[Source data]
--- START ---

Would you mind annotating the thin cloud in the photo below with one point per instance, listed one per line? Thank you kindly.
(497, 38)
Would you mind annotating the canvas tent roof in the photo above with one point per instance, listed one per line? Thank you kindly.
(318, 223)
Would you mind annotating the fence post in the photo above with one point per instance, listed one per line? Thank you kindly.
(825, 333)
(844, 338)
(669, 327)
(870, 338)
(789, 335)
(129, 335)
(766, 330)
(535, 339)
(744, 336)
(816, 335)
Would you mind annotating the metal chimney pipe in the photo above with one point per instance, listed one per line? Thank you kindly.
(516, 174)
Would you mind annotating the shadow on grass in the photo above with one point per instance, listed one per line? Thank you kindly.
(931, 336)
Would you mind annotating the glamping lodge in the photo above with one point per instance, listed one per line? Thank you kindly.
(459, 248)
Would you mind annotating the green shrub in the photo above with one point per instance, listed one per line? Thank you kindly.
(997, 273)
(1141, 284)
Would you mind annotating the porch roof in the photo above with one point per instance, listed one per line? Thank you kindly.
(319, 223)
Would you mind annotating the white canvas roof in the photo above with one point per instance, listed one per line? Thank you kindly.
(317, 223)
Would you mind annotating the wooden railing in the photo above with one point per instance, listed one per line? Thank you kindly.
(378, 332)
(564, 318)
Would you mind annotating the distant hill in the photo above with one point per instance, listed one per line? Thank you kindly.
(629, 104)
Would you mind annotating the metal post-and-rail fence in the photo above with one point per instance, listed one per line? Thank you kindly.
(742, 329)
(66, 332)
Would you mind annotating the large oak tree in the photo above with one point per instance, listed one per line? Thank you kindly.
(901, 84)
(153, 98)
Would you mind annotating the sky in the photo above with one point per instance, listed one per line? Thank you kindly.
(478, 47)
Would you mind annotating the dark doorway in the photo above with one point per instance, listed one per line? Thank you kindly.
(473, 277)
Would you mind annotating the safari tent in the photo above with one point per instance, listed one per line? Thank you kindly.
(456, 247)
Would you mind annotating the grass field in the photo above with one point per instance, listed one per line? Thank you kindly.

--- END ---

> _PROBLEM DESCRIPTION_
The answer consists of every entry, returned exactly.

> _RESPONSE TO THE EXERCISE_
Would you mind annotating the thin cloud in the photo below with one point per instance, listed one per line? Thank you kindly.
(497, 38)
Would you mind annotating the canvas tent roof in the photo above with one point per instance, listed one per line? Thank you kindly.
(318, 223)
Would you mind annotating the fence post in the photo above with one point per instance, listed one per line? Thank you kindly.
(825, 333)
(844, 338)
(669, 327)
(870, 338)
(789, 335)
(129, 335)
(766, 330)
(535, 339)
(744, 336)
(816, 335)
Would you mind annotating the metal chimney pipe in the photo above with one point per instance, listed one per line? Thank you kindly.
(516, 174)
Would you mind annotating the shadow on grass in the photo above with one point per instance, listed one per line? Thank you kindly.
(931, 336)
Would you mind annotating the glamping lodge in the photo above with one point per instance, listed one per line? Thank you kindly.
(459, 248)
Would you mind annotating the green shrub in the photo above with one point per instance, listed one per line? Thank you kindly.
(997, 273)
(1141, 284)
Would you mind annotating the porch roof in the photo above with one point per instance, listed one per line? Thank you kindly.
(319, 223)
Would you mind annotating the white canvas roof in the photo above with one point per instance, listed one per line? Thank you kindly.
(317, 223)
Would you mind annotating the wooden railing in the photo above with one point per instance, listed one per line? Thank you kindly.
(378, 332)
(564, 318)
Would you mind annotating the distant hill in the photo above with one point per instance, listed one per line? Thank you kindly.
(629, 104)
Would you mind annotating the metal post-and-rail fence in the photo above with one point per instance, listed one per line? Thank you kindly.
(742, 329)
(66, 332)
Would you mind annotating the large oak tree in the photo above with one point per instance, listed one per line? Thank you kindly.
(901, 84)
(153, 98)
Would you mind annotating the sky in the photo above with one point per instance, listed one per line? Thank you kindly.
(478, 47)
Would you mind annotating the dark doorway in the photo above with one point per instance, listed one per line? Thank you kindly.
(473, 277)
Would you mind annotating the safari tent in the photo above with one point per instance, listed one per line? Thank you kindly.
(456, 247)
Would you mind annotating the grass field in the photo above with one point per instance, listed one per line? Thank you kindly.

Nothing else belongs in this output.